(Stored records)
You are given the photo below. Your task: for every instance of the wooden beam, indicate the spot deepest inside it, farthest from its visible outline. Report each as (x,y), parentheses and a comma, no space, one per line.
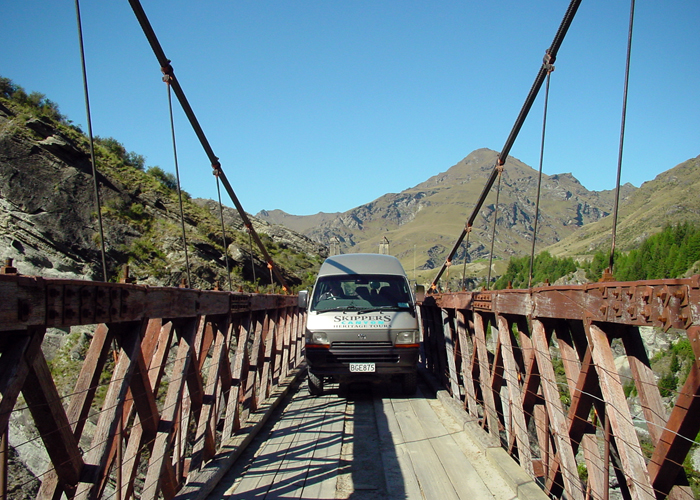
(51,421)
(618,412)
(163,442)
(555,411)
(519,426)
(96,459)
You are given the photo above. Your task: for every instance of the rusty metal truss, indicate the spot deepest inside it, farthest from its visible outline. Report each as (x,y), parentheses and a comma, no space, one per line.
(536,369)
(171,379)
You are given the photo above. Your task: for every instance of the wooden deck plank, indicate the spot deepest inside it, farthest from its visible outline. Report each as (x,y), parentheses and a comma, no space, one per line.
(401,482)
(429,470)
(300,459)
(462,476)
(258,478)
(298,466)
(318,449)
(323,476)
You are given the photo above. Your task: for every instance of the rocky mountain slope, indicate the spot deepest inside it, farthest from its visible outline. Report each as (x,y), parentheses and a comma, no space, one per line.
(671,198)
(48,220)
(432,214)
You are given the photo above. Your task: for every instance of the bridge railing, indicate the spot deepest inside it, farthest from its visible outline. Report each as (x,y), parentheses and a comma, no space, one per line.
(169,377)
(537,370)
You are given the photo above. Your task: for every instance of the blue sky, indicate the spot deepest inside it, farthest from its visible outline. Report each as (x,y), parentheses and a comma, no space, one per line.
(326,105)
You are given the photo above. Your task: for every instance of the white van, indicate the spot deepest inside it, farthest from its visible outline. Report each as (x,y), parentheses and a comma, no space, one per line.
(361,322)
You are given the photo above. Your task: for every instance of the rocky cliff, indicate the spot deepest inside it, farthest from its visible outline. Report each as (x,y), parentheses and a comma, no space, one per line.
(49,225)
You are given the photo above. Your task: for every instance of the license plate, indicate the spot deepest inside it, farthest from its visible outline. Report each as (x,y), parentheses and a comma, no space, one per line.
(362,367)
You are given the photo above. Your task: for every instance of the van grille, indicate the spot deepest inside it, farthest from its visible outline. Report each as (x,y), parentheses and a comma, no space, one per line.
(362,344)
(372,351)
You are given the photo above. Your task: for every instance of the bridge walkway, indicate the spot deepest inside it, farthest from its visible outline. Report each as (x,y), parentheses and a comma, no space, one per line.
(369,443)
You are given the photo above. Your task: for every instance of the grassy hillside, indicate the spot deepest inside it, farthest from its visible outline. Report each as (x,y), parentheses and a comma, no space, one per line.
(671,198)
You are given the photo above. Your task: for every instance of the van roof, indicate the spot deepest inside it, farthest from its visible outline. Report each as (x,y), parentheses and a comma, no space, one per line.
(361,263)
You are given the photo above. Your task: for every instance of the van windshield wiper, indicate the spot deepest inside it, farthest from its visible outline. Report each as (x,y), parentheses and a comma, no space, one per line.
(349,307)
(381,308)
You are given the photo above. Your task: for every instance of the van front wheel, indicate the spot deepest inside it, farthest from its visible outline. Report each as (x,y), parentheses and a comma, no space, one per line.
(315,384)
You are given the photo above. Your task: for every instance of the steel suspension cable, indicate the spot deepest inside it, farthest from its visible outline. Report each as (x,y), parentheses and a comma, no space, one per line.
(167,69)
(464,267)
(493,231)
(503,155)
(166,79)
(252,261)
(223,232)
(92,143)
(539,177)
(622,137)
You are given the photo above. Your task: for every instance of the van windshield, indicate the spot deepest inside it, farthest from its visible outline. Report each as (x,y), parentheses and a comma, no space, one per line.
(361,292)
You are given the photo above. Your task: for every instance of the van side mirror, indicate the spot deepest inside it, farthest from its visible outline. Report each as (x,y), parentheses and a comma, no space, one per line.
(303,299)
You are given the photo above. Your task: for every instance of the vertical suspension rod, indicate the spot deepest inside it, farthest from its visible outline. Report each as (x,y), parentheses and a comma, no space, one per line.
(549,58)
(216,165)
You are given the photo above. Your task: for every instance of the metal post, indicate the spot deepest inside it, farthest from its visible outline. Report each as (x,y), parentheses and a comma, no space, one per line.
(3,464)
...
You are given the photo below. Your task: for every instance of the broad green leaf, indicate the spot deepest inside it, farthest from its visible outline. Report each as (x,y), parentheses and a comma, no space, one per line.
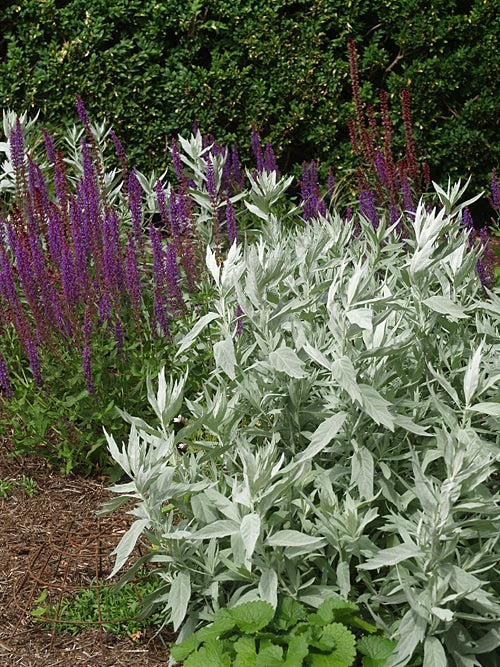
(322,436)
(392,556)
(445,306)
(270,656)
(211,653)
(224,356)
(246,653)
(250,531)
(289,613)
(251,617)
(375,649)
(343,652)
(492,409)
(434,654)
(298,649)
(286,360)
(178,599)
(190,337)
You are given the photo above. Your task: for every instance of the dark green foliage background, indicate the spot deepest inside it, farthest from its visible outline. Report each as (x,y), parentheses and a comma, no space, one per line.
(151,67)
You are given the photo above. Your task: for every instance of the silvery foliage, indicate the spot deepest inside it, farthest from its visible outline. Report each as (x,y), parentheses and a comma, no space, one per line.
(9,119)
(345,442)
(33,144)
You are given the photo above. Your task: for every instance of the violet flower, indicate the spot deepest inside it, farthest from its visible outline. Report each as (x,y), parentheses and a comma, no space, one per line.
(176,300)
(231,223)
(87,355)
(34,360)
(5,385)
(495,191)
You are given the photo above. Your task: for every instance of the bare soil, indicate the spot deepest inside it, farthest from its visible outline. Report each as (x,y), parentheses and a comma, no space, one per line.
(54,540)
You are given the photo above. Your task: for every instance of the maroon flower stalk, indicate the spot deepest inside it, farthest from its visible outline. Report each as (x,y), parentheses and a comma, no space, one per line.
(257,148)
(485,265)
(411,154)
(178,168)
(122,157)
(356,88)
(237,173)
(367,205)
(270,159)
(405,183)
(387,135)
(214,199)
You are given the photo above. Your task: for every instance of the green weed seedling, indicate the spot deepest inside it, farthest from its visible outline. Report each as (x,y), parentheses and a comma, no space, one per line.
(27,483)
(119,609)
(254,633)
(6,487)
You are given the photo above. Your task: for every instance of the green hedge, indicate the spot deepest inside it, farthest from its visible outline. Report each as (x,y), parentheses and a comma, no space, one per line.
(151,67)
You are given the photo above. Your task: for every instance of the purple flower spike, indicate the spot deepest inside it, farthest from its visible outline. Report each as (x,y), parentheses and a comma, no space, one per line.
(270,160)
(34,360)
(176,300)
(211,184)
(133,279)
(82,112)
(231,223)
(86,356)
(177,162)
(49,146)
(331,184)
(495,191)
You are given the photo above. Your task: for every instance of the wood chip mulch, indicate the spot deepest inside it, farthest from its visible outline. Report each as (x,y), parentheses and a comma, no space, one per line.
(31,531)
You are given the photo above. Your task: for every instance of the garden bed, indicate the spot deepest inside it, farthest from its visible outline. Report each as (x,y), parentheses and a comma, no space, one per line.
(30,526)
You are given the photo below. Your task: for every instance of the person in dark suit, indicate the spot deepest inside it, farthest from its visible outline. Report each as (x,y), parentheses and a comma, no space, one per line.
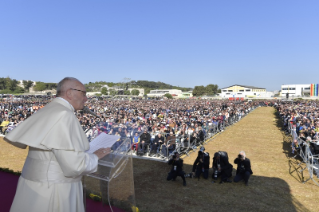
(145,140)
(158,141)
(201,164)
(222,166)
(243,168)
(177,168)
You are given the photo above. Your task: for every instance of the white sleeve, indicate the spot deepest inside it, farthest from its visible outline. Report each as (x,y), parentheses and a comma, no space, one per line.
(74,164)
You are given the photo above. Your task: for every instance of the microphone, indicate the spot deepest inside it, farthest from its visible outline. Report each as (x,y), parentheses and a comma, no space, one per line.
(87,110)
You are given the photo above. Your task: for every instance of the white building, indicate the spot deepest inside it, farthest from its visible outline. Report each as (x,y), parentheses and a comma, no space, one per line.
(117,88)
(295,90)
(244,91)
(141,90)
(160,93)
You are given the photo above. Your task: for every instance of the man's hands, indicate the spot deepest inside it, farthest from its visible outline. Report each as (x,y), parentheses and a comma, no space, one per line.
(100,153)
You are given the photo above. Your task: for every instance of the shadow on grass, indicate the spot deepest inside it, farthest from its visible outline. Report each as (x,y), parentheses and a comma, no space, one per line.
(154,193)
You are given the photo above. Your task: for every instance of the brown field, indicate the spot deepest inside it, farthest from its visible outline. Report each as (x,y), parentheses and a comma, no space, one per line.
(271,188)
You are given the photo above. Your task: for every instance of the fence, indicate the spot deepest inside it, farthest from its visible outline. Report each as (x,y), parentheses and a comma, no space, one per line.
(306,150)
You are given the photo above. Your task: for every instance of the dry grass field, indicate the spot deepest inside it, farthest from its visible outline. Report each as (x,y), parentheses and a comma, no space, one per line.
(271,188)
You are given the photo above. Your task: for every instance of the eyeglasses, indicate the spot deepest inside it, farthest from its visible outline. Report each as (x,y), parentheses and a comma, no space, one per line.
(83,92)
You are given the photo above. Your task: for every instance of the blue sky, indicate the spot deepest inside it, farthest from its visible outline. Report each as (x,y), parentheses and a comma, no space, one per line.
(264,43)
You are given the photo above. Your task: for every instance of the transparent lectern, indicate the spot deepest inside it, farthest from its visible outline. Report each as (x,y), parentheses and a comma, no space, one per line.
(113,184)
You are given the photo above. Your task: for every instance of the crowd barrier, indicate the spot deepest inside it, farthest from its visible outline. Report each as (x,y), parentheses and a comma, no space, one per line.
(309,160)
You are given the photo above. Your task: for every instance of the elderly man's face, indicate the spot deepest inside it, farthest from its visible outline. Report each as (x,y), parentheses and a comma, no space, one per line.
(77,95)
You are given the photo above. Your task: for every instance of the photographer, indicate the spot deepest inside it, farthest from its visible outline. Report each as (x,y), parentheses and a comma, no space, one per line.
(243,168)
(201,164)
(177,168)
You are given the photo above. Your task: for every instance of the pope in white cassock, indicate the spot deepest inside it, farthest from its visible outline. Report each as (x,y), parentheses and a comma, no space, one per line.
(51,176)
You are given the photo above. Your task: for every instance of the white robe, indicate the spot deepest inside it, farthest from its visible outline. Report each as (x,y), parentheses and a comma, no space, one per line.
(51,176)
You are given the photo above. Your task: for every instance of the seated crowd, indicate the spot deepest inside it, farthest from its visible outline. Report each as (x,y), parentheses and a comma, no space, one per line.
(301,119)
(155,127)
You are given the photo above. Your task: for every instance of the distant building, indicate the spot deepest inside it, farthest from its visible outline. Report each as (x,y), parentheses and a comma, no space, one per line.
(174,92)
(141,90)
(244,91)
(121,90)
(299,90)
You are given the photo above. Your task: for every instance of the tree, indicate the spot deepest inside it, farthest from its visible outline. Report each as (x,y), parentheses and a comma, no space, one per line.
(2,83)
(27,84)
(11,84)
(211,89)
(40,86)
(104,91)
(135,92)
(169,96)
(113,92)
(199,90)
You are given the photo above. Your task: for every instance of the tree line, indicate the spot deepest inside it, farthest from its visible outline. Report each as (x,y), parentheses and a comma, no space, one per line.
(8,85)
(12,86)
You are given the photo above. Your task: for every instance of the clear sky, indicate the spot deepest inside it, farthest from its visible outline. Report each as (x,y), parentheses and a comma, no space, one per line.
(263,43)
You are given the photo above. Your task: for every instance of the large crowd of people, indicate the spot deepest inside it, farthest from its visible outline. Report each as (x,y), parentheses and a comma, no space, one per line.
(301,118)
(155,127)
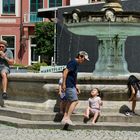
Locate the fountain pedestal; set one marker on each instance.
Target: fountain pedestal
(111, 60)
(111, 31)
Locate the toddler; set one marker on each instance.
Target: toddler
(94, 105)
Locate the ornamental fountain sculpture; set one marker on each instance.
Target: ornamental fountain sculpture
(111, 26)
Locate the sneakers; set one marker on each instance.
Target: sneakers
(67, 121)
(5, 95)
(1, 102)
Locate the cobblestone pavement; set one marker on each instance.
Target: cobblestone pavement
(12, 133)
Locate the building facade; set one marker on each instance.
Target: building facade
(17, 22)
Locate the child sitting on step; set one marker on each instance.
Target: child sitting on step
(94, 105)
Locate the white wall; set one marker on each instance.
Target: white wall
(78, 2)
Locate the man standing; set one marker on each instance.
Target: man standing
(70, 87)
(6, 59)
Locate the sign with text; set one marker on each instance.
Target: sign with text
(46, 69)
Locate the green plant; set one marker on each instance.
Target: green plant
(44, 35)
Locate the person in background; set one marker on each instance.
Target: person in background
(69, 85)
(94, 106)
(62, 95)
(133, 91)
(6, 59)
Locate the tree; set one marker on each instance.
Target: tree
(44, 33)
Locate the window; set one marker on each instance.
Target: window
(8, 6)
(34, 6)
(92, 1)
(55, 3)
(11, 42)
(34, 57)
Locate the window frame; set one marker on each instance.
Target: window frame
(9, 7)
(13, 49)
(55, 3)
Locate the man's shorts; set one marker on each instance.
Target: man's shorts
--
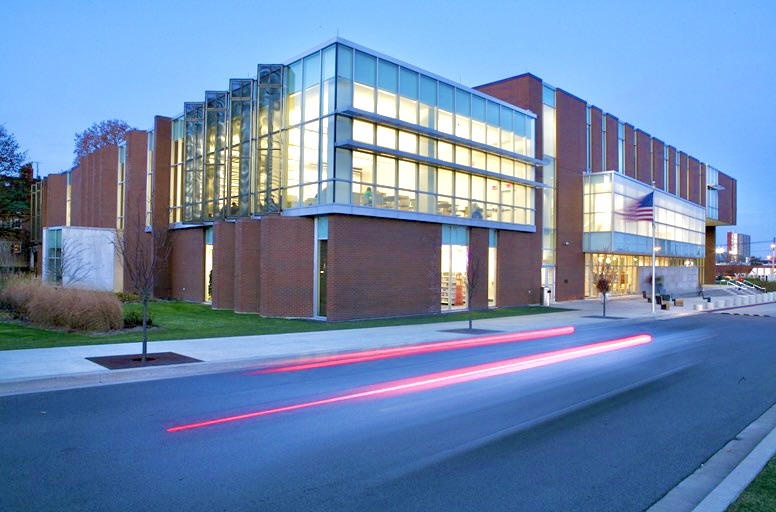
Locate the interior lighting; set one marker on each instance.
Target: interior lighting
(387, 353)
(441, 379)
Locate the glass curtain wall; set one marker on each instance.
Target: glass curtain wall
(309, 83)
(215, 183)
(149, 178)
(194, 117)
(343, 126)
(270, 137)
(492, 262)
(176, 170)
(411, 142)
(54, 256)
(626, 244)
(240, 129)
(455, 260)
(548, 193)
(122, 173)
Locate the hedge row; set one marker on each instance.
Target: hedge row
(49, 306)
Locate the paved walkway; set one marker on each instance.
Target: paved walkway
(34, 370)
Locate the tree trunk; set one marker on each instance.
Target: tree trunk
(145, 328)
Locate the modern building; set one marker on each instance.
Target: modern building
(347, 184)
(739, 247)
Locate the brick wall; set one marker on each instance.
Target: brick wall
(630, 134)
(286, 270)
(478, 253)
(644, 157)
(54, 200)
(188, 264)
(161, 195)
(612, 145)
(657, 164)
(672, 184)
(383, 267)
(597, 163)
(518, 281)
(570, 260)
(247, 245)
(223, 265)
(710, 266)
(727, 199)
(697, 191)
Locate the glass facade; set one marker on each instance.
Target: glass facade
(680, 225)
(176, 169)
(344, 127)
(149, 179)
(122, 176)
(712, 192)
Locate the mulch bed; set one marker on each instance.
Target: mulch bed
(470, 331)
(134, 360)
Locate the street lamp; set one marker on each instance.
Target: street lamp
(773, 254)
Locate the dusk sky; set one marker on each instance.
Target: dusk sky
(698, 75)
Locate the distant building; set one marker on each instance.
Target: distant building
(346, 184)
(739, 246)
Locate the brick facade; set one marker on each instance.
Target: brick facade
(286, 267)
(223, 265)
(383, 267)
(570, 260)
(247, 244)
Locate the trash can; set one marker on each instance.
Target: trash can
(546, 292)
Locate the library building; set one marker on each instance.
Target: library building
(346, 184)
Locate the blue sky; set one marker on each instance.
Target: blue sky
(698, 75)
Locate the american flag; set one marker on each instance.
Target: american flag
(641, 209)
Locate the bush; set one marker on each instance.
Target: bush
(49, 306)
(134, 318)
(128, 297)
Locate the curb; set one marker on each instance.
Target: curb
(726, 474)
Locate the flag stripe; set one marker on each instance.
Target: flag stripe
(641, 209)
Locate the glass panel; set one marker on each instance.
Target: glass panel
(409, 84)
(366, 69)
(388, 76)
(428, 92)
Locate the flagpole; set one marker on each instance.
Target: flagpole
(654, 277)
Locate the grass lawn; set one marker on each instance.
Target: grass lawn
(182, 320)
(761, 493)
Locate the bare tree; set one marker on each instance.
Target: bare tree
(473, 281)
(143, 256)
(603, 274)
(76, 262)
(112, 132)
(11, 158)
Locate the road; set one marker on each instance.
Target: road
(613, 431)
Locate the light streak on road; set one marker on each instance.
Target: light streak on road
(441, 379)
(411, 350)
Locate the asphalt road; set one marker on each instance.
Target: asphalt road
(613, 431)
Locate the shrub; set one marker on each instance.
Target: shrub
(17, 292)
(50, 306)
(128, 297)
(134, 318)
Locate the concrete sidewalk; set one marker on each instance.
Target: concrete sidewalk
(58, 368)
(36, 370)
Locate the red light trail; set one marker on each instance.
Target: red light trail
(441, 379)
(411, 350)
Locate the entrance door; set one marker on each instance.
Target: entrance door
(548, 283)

__JOB__:
List every line of the records that contains the string "hedge", with case counting.

__SOLUTION TO THIS EXERCISE__:
You are given the photo above. Your task: for every instance of the green hedge, indicate the spot deepest inside it, farthest from its visible outline. Report each as (x,y), parentheses and a comma, no space, one per line.
Locate the hedge row; set one marker on each instance.
Target: hedge row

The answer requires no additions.